Task brief:
Copy every record exactly as it appears in the data below.

Supplied records:
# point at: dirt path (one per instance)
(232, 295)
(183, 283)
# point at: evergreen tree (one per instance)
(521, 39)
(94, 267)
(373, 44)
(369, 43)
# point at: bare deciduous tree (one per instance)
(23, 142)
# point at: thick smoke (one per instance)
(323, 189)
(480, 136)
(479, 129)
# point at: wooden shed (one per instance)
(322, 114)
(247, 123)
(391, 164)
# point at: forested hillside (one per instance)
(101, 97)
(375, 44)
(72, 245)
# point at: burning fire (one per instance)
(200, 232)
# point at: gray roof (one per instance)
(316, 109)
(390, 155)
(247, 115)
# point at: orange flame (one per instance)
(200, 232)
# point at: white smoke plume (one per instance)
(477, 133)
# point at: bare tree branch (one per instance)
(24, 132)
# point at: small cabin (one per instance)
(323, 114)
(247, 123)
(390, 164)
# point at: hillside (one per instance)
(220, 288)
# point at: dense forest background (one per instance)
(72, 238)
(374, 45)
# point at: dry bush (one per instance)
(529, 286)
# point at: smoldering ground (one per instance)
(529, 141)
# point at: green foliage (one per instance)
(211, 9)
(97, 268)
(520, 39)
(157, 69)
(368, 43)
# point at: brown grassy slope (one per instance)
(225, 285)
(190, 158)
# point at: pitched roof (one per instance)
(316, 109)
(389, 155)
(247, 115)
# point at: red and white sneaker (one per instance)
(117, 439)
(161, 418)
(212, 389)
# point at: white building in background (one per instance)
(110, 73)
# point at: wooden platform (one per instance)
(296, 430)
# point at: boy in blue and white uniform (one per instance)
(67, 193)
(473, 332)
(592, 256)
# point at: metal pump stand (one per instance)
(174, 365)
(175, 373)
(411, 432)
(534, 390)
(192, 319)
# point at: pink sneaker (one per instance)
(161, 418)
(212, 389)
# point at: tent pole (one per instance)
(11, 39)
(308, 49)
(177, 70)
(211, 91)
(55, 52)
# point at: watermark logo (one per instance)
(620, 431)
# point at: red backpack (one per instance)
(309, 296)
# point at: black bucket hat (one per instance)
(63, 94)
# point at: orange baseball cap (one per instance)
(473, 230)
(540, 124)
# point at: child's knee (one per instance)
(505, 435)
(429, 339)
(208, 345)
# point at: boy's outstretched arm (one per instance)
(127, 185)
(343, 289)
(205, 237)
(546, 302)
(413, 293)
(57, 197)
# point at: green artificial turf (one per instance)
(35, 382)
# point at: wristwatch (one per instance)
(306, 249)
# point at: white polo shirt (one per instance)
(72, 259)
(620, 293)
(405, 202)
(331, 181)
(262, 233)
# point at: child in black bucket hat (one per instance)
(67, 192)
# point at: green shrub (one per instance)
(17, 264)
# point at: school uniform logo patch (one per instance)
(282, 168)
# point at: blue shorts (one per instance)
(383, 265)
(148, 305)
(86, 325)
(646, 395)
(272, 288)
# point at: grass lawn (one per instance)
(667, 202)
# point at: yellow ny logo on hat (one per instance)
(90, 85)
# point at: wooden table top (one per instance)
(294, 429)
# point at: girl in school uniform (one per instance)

Solution below:
# point at: dirt path (one per instance)
(232, 295)
(183, 283)
# point at: evergreen tree (one per instance)
(521, 39)
(94, 267)
(373, 44)
(369, 43)
# point at: bare deciduous tree (one per instance)
(23, 142)
# point at: thick smoke (one per instance)
(323, 189)
(480, 136)
(479, 129)
# point at: wooden shed (one per instance)
(322, 114)
(247, 123)
(391, 164)
# point at: forested hillside (one per instance)
(101, 97)
(375, 44)
(72, 245)
# point at: burning fire (one per instance)
(200, 232)
# point at: gray roof (one per instance)
(316, 109)
(390, 155)
(247, 115)
# point at: orange flame (one per instance)
(200, 232)
# point at: white smoke plume (one per instance)
(477, 133)
# point at: bare tree branch (one per instance)
(24, 132)
# point at: small cabin (one per instance)
(323, 114)
(247, 123)
(390, 164)
# point at: hillside (one per instance)
(220, 288)
# point at: dense forest background (one per instance)
(72, 238)
(374, 45)
# point at: dry bush (one per instance)
(529, 286)
# point at: smoldering ground (one per instance)
(529, 141)
# point at: green foliage (one per instance)
(211, 9)
(97, 268)
(520, 39)
(157, 69)
(368, 43)
# point at: brown grassy slope (one per instance)
(225, 285)
(190, 158)
# point at: pitched roof (one per instance)
(316, 109)
(389, 155)
(247, 115)
# point at: red and white sneaker (one per instance)
(117, 439)
(161, 418)
(212, 389)
# point at: white building in background (one per instance)
(110, 73)
# point at: wooden platform (one per instance)
(296, 430)
# point at: boy in blue and white uniform (one per instance)
(67, 193)
(473, 332)
(592, 256)
# point at: metal pump stand (one per instance)
(174, 365)
(175, 373)
(411, 432)
(534, 390)
(192, 319)
# point at: pink sneaker (one per instance)
(161, 418)
(212, 389)
# point at: tent pole (one per instance)
(11, 39)
(308, 49)
(177, 70)
(211, 91)
(55, 52)
# point at: watermark logo (one per instance)
(620, 431)
# point at: red backpack (one per instance)
(309, 296)
# point at: black bucket hat (one per instance)
(63, 94)
# point at: orange baseball cap (one per instance)
(473, 230)
(540, 124)
# point at: child's knee (one per instance)
(505, 435)
(429, 339)
(208, 345)
# point at: boy's outstretched arm (one per instance)
(127, 185)
(343, 289)
(205, 237)
(546, 302)
(413, 293)
(57, 197)
# point at: green artificial turf (one per instance)
(35, 382)
# point at: wristwatch (one per instance)
(306, 249)
# point at: white polo shirt (one per instance)
(72, 259)
(620, 293)
(405, 202)
(331, 181)
(262, 233)
# point at: child in black bucket hat (one per instance)
(67, 192)
# point at: green shrub (one per instance)
(17, 264)
# point at: school uniform logo patch (one per instance)
(282, 168)
# point at: blue shorts (one per instance)
(383, 265)
(148, 305)
(86, 325)
(646, 395)
(272, 288)
# point at: grass lawn (one per instance)
(667, 202)
# point at: yellow ny logo on hat (one per instance)
(90, 85)
# point at: wooden table top (one per instance)
(294, 429)
# point at: girl in school uniform (one per instance)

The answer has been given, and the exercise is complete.